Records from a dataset
******
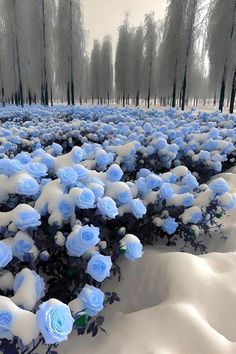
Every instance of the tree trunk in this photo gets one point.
(72, 91)
(232, 97)
(29, 97)
(222, 92)
(51, 98)
(184, 90)
(68, 93)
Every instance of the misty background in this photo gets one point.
(153, 53)
(105, 16)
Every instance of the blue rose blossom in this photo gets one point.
(21, 247)
(67, 175)
(114, 173)
(138, 208)
(107, 207)
(77, 154)
(5, 254)
(66, 207)
(54, 321)
(37, 170)
(81, 239)
(99, 267)
(86, 199)
(81, 172)
(98, 190)
(170, 225)
(6, 320)
(153, 181)
(166, 191)
(93, 299)
(27, 219)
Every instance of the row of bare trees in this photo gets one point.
(188, 57)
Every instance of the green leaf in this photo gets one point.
(81, 321)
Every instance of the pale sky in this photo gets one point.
(103, 17)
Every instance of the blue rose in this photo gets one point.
******
[What to produce] Pictures aside, write out all of the records exactly.

[Exercise solution]
Every instance of the tree trunk in this photo gets one point.
(72, 91)
(232, 97)
(29, 97)
(222, 92)
(51, 98)
(184, 90)
(68, 93)
Every instance of the misty background in this photo gets one point.
(153, 53)
(105, 16)
Every instance of the blue rose blossom in this photo gets one point.
(21, 247)
(67, 175)
(114, 173)
(138, 208)
(107, 207)
(77, 154)
(5, 254)
(66, 207)
(54, 321)
(37, 170)
(81, 239)
(99, 267)
(86, 199)
(81, 172)
(98, 190)
(170, 225)
(6, 320)
(153, 181)
(166, 191)
(93, 299)
(27, 219)
Every instance of the row of bare trees in this photo gets one point.
(188, 57)
Every instance of the green leaf in this photo gets one point.
(81, 321)
Every instance of the pale sky in this photo gets one point.
(103, 17)
Every instance of the blue rose in this photo gets one point.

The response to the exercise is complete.